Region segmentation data
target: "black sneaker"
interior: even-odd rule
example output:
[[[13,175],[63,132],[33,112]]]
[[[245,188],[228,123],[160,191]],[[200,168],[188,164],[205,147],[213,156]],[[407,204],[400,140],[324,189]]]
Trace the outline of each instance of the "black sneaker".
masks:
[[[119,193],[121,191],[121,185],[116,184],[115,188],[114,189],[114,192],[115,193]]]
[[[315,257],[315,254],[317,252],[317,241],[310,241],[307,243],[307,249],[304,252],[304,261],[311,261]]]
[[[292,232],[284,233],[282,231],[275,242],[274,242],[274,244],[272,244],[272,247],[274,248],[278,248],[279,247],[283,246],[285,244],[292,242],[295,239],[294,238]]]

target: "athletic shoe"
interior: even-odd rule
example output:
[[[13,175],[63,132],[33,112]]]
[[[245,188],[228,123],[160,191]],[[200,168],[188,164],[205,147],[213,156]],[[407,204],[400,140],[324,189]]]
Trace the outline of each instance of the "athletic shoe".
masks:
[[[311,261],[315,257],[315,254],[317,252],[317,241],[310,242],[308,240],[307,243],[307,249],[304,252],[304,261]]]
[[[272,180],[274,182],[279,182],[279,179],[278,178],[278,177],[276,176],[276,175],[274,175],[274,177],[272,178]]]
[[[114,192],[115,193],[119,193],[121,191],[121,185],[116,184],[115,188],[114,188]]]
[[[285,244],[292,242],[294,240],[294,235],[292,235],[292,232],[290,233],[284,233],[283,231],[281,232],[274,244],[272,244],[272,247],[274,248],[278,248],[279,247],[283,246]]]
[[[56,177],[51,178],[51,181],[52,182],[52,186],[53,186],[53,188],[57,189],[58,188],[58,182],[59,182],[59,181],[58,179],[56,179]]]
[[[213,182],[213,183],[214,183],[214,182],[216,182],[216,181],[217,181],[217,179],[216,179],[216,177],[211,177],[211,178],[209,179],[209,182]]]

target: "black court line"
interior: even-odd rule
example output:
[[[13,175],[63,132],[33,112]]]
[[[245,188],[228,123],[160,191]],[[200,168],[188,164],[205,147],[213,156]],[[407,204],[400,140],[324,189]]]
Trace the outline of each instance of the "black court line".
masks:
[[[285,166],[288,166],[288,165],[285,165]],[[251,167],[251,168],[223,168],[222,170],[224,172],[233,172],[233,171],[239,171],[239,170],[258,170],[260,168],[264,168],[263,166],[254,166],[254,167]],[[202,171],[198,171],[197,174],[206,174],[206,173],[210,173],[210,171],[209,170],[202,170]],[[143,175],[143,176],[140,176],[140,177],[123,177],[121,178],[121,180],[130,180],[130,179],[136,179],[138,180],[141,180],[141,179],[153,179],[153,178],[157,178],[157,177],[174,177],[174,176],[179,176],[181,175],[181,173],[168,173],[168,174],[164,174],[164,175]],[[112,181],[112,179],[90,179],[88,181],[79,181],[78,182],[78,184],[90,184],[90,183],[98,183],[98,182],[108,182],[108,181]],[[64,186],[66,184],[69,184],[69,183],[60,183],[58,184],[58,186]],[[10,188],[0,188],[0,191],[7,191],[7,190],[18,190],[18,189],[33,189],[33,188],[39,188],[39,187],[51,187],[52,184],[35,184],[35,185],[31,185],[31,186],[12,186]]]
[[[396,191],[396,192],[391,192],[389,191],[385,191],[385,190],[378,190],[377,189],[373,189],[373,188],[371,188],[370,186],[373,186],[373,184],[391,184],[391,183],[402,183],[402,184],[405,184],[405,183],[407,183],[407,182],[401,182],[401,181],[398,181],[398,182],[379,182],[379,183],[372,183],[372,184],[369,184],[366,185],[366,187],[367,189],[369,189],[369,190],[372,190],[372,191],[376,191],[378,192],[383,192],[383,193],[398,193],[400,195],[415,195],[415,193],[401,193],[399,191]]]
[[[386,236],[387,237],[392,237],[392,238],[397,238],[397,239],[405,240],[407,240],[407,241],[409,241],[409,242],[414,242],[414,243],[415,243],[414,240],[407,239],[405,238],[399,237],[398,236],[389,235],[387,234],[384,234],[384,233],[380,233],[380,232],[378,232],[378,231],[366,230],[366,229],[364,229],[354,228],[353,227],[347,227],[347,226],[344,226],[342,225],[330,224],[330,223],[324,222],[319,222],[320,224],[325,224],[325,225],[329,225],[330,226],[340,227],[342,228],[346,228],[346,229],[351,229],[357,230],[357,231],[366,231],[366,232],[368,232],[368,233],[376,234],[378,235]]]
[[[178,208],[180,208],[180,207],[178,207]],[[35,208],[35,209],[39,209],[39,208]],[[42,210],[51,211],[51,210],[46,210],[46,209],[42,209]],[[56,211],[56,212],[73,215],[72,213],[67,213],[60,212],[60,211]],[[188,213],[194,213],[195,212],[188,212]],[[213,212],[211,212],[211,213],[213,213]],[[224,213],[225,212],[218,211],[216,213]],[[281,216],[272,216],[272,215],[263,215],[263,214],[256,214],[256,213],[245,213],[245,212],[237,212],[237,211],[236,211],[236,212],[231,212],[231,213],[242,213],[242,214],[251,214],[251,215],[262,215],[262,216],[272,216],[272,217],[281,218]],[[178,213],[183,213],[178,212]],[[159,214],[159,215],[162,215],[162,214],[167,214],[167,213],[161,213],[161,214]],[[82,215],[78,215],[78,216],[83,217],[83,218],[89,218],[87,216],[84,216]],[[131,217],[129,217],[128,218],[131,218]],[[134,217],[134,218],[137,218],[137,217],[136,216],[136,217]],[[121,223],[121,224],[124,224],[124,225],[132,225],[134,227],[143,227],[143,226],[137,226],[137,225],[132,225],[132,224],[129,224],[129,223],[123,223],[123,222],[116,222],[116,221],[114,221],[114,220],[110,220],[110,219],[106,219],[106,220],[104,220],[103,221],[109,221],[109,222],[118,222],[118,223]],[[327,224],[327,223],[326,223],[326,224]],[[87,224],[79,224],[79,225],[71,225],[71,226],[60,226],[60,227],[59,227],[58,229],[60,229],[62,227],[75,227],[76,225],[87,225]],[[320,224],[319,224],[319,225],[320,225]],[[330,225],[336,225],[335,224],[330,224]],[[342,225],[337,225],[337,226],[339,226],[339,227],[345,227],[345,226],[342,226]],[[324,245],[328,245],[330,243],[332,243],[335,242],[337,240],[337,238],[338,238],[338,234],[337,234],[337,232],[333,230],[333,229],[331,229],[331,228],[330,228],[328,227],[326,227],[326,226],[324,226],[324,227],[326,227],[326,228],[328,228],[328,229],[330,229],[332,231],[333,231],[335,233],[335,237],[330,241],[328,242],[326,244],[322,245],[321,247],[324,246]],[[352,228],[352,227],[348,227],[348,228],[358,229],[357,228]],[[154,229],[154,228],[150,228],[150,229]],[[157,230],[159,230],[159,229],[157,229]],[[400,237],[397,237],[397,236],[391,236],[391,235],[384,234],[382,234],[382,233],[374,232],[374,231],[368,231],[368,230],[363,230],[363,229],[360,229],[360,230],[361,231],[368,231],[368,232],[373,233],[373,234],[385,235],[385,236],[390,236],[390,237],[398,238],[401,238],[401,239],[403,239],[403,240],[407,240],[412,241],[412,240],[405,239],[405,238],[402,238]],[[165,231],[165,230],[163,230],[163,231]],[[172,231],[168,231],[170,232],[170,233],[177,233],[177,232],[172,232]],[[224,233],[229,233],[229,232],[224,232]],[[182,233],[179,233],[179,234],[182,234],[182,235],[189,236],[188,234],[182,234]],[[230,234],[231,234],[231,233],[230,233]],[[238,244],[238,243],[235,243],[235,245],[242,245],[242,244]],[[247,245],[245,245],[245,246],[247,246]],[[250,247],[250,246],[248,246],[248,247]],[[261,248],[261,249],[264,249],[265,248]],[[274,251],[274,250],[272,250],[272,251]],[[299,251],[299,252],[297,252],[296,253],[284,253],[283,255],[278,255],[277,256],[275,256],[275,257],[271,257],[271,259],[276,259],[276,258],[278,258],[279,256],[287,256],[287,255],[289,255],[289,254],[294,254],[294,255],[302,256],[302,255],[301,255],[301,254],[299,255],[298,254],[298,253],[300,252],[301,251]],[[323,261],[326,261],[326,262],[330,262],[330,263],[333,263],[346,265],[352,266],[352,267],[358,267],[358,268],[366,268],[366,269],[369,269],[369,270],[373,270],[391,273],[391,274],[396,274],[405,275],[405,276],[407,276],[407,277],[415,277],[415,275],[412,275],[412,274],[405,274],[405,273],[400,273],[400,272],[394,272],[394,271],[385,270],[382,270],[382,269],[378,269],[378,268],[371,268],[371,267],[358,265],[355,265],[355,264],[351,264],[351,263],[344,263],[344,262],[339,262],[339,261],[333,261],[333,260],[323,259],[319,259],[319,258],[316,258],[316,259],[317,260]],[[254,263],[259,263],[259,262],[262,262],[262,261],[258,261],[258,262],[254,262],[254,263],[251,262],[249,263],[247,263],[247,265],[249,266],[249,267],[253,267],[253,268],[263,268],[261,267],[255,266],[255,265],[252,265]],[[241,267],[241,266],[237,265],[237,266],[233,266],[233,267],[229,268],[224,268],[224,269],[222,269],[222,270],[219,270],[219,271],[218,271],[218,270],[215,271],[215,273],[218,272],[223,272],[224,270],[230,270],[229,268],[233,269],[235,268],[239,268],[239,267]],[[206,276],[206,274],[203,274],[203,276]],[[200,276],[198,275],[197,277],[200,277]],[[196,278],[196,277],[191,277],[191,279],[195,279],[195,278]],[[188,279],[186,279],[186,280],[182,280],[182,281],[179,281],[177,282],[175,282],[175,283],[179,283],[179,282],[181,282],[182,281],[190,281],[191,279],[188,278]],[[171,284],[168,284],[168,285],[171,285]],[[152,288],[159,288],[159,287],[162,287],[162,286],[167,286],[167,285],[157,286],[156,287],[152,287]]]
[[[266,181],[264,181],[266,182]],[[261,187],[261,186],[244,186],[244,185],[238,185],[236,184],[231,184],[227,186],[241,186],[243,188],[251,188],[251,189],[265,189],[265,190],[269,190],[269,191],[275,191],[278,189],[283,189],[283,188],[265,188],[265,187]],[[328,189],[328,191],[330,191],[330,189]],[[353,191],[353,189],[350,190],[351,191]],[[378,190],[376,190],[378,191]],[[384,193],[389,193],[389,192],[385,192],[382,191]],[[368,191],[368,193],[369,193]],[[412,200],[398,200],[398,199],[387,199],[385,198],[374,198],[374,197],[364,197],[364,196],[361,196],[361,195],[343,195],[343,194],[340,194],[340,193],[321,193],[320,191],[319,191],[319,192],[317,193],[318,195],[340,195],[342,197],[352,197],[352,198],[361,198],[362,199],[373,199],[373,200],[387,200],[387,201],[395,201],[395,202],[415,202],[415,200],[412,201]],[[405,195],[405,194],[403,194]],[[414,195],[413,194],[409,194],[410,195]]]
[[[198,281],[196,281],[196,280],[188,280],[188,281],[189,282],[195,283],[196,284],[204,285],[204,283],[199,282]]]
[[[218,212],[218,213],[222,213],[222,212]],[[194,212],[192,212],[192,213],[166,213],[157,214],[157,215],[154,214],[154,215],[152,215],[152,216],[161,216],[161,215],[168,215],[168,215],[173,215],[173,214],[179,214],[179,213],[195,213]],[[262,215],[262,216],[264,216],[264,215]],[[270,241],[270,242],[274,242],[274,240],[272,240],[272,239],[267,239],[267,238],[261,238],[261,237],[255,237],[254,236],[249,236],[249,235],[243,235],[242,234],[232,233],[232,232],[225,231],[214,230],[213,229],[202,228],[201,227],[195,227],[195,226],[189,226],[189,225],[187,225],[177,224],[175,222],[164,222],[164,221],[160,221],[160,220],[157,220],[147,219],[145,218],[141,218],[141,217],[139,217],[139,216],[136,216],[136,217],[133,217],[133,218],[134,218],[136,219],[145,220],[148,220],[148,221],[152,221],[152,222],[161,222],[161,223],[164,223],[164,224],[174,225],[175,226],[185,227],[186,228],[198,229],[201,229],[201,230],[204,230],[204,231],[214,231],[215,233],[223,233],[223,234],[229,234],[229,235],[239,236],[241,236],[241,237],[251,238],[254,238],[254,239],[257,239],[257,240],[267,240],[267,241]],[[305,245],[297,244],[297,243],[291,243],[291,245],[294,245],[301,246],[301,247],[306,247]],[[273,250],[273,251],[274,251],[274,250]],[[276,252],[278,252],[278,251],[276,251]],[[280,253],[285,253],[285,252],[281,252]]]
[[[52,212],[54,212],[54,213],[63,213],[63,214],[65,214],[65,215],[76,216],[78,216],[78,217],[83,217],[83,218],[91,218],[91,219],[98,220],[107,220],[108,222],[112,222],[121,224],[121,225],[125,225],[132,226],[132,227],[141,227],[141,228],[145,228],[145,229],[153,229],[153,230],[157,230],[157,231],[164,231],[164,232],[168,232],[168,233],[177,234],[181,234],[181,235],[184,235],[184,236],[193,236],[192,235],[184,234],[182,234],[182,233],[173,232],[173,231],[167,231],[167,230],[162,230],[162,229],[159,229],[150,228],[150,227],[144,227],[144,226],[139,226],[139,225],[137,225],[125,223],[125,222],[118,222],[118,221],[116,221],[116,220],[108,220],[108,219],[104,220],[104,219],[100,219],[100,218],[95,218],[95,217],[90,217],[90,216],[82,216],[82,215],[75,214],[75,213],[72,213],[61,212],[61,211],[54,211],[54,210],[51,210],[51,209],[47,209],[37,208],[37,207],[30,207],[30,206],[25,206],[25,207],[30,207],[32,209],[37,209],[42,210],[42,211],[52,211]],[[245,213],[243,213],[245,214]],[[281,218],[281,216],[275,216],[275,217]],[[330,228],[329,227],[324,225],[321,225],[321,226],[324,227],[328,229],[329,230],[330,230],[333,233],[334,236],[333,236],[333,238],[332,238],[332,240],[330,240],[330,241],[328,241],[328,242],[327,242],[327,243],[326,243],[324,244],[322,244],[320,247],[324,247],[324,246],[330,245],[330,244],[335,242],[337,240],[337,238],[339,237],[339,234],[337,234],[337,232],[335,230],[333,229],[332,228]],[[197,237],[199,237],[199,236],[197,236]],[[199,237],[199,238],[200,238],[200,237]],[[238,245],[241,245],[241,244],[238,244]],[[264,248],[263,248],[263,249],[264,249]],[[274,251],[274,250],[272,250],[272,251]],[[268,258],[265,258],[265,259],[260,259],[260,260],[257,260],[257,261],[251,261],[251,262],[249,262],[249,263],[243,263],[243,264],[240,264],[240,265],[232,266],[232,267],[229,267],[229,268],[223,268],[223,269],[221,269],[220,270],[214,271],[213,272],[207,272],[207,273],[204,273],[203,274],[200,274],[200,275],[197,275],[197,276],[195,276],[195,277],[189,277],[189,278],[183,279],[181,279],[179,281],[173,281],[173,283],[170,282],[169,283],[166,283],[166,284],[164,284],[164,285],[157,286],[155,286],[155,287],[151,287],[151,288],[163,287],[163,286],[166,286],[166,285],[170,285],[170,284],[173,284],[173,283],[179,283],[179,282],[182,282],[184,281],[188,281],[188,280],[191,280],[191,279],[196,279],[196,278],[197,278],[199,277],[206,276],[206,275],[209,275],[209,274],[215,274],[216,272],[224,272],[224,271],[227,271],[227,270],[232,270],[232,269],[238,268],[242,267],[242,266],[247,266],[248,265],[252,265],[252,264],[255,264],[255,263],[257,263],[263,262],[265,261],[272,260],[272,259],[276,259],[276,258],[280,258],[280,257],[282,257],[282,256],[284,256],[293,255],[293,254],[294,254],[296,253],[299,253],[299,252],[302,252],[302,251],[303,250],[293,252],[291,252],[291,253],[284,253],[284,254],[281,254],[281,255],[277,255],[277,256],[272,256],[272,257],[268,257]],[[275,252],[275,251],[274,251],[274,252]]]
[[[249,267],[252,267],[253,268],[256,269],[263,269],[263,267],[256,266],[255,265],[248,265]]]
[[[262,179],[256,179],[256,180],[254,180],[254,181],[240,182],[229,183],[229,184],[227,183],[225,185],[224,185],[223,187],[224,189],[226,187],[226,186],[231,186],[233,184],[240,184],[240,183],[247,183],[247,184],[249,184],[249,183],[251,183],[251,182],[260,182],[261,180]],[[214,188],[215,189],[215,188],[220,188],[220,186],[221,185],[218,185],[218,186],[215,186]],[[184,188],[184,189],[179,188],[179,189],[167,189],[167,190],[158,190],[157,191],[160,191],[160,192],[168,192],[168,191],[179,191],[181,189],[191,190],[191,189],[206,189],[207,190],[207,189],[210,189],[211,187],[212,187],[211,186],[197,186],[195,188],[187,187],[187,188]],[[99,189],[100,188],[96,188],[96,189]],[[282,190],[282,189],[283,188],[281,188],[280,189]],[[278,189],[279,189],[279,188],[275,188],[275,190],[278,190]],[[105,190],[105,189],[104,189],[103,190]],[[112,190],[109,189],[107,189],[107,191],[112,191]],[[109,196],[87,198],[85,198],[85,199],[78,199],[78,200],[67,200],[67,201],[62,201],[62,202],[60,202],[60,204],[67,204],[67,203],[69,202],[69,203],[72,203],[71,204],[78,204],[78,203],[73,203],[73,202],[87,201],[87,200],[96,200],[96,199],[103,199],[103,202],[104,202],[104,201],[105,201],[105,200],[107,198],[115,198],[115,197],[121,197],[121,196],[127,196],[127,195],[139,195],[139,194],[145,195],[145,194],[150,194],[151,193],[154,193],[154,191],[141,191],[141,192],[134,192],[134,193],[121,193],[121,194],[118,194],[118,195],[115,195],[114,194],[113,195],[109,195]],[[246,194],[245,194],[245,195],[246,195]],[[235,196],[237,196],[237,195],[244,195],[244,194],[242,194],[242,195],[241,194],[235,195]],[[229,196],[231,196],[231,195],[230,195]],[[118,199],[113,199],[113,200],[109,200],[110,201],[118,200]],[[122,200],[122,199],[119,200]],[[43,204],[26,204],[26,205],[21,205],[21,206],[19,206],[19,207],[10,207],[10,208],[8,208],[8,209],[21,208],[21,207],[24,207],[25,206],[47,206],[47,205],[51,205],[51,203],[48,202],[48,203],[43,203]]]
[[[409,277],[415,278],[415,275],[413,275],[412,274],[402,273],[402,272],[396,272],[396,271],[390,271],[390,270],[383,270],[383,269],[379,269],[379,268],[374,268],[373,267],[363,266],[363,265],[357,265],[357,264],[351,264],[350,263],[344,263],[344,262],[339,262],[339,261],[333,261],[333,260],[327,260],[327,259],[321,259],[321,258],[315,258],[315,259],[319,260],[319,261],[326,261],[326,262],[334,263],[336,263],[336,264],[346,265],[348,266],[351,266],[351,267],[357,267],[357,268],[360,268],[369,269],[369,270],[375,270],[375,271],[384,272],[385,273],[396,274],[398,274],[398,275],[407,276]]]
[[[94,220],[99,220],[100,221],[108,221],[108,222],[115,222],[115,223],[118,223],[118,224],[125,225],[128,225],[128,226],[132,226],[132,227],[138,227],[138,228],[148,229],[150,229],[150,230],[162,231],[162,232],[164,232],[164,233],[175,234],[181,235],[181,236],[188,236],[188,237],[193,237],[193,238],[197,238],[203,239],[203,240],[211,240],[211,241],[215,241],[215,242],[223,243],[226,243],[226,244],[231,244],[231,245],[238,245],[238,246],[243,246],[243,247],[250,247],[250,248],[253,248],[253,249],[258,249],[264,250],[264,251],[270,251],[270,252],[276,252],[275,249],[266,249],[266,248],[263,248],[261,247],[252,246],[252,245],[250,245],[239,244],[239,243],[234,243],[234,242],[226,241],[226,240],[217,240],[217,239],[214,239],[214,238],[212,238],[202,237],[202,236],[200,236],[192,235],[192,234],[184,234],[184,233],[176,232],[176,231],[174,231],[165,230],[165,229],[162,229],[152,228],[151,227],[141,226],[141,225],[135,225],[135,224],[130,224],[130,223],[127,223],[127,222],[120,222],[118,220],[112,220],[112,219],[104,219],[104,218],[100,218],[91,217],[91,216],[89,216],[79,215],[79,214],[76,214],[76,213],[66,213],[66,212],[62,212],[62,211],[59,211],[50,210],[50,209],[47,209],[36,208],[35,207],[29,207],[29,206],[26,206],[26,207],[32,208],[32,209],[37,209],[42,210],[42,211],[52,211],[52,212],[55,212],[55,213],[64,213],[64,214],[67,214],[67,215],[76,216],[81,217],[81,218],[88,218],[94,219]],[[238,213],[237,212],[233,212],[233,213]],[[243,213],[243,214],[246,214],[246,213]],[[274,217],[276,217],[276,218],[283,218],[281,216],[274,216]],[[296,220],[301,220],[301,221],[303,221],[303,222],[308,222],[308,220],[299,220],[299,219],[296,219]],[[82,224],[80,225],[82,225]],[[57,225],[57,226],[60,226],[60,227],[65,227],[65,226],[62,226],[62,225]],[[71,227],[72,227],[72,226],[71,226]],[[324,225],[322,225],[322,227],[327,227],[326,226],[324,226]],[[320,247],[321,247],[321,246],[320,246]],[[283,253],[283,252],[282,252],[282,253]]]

**Work to do**: How many lines of the records contain the string "shoe"? Reply with the number alone.

**Correct response**: 2